Excerpted text:

April 29, 2020
By Mark Chesnut
Gun-ban proponents claim that more guns lead to more crime. In fact, that fallacy is the very reason most gun-control laws are pushed by anti-gun legislators and gun-ban groups.
If that is true, however, why did Miami just go seven weeks without a murder for the first time in more than six decades at the very same time gun and ammunition sales were setting near all-time records?
Koco.com recently reported that Miami went seven weeks—Feb. 17 to April 12—without a single murder for the first time since 1957. According to the police chief, while “stay at home” orders played a role, the trend started in mid-February before social distancing was put in place.
Of particular interest to gun owners and other Second Amendment advocates is the fact that during those seven weeks when nobody was murdering anyone else in Miami, more guns were being sold to law-abiding citizens than nearly ever before. In fact, during the month of March—which falls within Miami’s seven-week period—the FBI ran 2.7 million background checks for new gun sales, making it the second highest month in history for gun purchases!

Stored data entries

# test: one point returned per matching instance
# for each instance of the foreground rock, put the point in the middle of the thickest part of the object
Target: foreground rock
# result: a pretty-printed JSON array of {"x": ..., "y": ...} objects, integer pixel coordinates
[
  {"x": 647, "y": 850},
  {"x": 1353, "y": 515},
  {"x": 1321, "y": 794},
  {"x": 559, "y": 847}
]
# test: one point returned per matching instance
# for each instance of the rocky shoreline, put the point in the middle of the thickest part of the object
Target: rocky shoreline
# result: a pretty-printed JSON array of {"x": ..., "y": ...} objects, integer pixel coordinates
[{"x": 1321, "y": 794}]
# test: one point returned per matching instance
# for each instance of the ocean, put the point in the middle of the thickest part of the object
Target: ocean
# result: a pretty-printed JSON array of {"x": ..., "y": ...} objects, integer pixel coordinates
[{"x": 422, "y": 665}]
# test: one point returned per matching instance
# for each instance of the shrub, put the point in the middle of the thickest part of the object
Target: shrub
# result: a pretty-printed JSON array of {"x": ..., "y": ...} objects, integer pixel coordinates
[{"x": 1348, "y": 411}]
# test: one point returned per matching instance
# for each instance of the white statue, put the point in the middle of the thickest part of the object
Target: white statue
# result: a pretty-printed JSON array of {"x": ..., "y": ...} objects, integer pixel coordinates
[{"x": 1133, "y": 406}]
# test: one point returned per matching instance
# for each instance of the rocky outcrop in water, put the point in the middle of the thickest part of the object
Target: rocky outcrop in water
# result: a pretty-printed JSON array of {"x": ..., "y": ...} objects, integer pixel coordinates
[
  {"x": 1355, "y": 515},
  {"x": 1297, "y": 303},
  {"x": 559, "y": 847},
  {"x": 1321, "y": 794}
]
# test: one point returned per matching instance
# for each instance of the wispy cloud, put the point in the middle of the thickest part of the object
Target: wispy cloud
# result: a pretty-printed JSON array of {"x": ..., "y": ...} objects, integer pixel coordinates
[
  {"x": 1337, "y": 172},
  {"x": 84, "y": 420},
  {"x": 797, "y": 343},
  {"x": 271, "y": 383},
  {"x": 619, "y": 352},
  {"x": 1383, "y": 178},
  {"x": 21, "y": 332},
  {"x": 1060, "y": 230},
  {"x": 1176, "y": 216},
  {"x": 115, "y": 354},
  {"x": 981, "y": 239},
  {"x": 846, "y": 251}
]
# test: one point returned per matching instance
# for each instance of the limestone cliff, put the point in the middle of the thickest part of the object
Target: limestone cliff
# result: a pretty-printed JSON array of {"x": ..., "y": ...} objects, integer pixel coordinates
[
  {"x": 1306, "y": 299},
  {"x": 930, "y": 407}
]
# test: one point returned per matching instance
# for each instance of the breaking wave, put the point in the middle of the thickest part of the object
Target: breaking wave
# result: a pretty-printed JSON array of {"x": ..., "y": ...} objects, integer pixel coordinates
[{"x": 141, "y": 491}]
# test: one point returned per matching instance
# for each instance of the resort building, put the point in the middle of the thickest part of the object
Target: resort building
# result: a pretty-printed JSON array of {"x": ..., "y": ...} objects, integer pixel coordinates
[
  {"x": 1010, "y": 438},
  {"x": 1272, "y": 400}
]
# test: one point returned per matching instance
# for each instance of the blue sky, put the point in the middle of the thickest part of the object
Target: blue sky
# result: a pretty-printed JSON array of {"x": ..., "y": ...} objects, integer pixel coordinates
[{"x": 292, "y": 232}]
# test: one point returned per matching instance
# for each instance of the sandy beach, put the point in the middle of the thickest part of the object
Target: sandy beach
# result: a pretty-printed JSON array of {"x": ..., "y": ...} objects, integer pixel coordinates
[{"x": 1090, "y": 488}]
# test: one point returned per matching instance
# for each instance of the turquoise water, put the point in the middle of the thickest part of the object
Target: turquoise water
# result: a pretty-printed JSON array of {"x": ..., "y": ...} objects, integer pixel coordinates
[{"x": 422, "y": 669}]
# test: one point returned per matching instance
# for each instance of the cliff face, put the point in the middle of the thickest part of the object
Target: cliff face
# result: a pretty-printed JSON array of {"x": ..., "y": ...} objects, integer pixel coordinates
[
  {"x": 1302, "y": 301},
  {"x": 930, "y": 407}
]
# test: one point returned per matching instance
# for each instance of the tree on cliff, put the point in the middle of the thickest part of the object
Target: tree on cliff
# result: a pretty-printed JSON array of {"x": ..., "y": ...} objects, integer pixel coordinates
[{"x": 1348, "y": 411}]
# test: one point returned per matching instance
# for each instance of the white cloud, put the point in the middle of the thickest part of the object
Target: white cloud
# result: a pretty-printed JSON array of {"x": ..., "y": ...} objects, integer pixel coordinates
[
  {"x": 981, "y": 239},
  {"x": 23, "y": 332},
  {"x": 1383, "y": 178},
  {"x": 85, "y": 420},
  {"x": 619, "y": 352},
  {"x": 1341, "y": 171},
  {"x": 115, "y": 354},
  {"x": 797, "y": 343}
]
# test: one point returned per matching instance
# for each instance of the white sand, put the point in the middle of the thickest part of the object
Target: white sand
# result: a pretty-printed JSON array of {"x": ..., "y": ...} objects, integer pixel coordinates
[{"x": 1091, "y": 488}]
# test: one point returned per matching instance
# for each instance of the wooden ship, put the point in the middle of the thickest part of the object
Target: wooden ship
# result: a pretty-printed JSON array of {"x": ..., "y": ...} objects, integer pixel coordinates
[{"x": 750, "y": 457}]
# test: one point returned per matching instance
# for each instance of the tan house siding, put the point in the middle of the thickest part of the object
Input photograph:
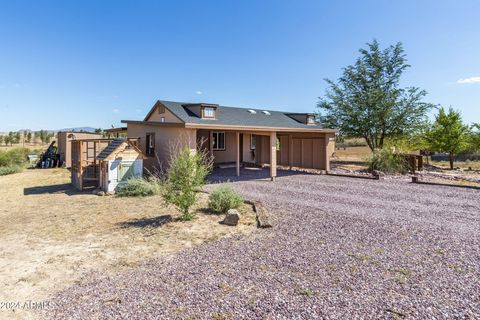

Tasks to complete:
• A. According to the Miami article, how many background checks did the FBI run for new gun sales in March?
• B. Return the passage of the Miami article from "Koco.com recently reported" to "put in place.".
• C. Name every calendar month mentioned in the Miami article.
Rely only on the Miami article and not on the material.

Answers to the problems:
• A. 2.7 million

• B.
Koco.com recently reported that Miami went seven weeks—Feb. 17 to April 12—without a single murder for the first time since 1957. According to the police chief, while “stay at home” orders played a role, the trend started in mid-February before social distancing was put in place.

• C. April, February, March